● Written task
State how many lines of the data below contain the string "brick". Reply with the number alone.

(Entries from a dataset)
----------

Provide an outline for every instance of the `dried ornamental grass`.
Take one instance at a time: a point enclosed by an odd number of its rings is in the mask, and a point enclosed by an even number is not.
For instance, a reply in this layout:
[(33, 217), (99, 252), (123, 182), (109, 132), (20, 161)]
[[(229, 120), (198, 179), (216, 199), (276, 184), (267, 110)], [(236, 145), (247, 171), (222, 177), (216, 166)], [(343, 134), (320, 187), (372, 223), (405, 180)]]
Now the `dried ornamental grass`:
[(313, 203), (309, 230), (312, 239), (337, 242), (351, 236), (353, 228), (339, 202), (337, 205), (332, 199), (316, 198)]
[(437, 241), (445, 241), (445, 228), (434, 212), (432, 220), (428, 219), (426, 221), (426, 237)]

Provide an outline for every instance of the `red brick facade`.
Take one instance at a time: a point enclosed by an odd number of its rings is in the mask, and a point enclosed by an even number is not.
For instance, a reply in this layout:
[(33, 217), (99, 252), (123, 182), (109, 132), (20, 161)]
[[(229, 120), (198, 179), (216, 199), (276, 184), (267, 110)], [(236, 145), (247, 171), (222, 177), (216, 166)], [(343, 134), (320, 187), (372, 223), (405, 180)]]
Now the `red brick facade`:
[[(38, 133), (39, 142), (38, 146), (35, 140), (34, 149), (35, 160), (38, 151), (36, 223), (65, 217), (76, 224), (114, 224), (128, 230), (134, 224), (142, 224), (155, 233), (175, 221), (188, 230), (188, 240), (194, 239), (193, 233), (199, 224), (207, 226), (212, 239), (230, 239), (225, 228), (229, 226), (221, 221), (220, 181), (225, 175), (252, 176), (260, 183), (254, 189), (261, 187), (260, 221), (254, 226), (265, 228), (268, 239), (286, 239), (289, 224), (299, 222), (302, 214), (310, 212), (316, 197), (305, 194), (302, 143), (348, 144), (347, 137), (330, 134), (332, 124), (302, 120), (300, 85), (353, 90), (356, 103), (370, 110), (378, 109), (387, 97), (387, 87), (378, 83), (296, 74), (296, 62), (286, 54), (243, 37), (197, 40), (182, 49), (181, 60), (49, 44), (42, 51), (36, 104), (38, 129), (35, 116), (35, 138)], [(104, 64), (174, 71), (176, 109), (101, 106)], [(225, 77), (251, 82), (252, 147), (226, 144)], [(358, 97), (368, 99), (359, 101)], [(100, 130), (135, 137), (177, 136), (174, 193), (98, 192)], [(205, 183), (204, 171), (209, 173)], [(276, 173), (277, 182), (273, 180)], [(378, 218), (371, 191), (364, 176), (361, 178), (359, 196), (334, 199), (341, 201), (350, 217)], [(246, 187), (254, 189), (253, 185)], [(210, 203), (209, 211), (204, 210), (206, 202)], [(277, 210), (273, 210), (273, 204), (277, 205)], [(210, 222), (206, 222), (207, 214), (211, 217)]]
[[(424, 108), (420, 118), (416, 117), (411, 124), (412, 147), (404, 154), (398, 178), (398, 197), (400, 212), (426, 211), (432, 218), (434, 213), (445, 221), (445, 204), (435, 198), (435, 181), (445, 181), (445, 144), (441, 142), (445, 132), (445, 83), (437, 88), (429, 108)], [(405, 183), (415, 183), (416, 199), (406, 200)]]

----------

● Final result
2